Try it >>
Print out the data below in full, exactly as written.

(Referring expression data)
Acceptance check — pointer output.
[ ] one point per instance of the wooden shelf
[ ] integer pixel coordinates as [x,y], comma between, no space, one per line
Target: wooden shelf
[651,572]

Solution to the exercise >>
Acceptance check — pointer output.
[ ] one point per instance of the wooden shelf
[ ] integer pixel coordinates as [x,y], comma between, no space, one per line
Target: wooden shelf
[651,572]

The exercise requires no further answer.